#### [What to do]
Quote the passage about traveling in Brazil word for word, from "Olinda is a" to "monestary in Brazil.".

#### [Passage]
====================

Brazil is dangerous. You here soooo much of this...and it is I guess, moreso than many places weīve been. What you donīt hear enough of is that Brazilians in general are some of the nicest people on the planet. EVERYONE has a smile for you, everyone wants to talk, help, shake hands, whatever. I LOVE it! Just wanted to say that, as it continues to make the Brazil leg of the trip for me.


Havenīt had to deal with this kind of arrival since Bolivia or Peru! We caught a bus out of Pipa to, well, nowhere really. Waited a couple hours on the side of the road by a ticket booth with not much else around, paid a crazy sum of money to get 3 hours down the road to Olinda, then got kicked off the bus again, in what for us was basically again, the middle of nowhere. Getting dark with ALL our gear, some cabby tries to convince us we canīt take the bus and he can fit four guys, 4 massive bags, 4 small bags, and a surfboard, into something the size of a Dodge Sprint. Soooo funny as he tries to cram the surfboard in and prove to us itīll work! Ditch him laughing ourselves silly, and proceed to wait another hour for the bus in a dodgy area of a dodgy town...with ALL our stuff. Awesome. A lovely woman managed to get us on the right bus and make sure we got off in the right spot, and after being hustled by about 100 "guides" at the bus station, we actually made it to a hostel. Whew! So...

Olinda is a BEAUTIFUL old colonial city, tiny cobblestone streets winding everywhere and several impressive old churches and monestaries. The place is also starting to kick off for Carnaval already with lots of drumming and partying in the streets everywhere. To top it off we got a pretty good deal on a nice room - so life is not so bad at the moment! We managed to get up to see Alto Se, the church overlooking the entire area from a hill, and into Convento San Francisco, which has an AMAZING series of tile pictures winding through the whole place depicting the life of Jesus and Saint Francis of Assisi. Built in 1577 it was the first Franciscan monestary in Brazil.

====================

#### [Rows]
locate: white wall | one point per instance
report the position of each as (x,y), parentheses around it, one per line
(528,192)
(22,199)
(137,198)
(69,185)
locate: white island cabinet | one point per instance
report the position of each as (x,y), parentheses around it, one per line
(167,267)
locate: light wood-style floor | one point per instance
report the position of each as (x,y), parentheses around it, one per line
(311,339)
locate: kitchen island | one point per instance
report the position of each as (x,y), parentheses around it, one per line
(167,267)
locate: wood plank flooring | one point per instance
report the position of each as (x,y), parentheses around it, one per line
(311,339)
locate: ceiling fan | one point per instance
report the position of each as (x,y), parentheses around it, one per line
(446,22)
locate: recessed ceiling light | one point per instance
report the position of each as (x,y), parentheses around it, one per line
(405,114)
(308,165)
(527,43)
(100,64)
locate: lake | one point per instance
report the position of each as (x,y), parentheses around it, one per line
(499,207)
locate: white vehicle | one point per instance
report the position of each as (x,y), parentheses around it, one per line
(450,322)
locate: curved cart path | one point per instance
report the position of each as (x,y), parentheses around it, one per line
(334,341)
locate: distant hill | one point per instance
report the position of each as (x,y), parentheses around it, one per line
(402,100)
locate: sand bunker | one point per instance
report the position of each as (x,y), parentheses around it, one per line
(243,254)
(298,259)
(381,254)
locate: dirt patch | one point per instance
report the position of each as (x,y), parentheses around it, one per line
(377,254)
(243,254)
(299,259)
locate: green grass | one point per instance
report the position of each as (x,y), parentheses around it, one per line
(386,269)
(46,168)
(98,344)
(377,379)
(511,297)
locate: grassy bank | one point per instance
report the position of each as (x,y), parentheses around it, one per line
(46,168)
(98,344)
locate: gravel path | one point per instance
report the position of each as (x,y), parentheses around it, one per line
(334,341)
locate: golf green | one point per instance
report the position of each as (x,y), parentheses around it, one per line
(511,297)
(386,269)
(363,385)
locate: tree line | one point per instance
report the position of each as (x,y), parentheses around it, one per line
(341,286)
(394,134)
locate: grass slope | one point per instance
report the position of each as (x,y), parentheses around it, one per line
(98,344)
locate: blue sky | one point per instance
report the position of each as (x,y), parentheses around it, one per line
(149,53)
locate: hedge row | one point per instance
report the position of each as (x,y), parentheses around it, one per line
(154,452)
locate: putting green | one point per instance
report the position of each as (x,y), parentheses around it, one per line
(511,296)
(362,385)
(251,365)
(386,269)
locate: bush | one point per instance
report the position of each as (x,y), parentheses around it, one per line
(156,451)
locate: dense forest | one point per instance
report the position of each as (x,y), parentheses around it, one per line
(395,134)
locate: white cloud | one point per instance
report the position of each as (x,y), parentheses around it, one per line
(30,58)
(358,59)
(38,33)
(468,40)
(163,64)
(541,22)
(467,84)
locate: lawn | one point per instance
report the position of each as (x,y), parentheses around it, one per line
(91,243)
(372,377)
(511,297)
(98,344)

====================

#### [Answer to this task]
Olinda is a BEAUTIFUL old colonial city, tiny cobblestone streets winding everywhere and several impressive old churches and monestaries. The place is also starting to kick off for Carnaval already with lots of drumming and partying in the streets everywhere. To top it off we got a pretty good deal on a nice room - so life is not so bad at the moment! We managed to get up to see Alto Se, the church overlooking the entire area from a hill, and into Convento San Francisco, which has an AMAZING series of tile pictures winding through the whole place depicting the life of Jesus and Saint Francis of Assisi. Built in 1577 it was the first Franciscan monestary in Brazil.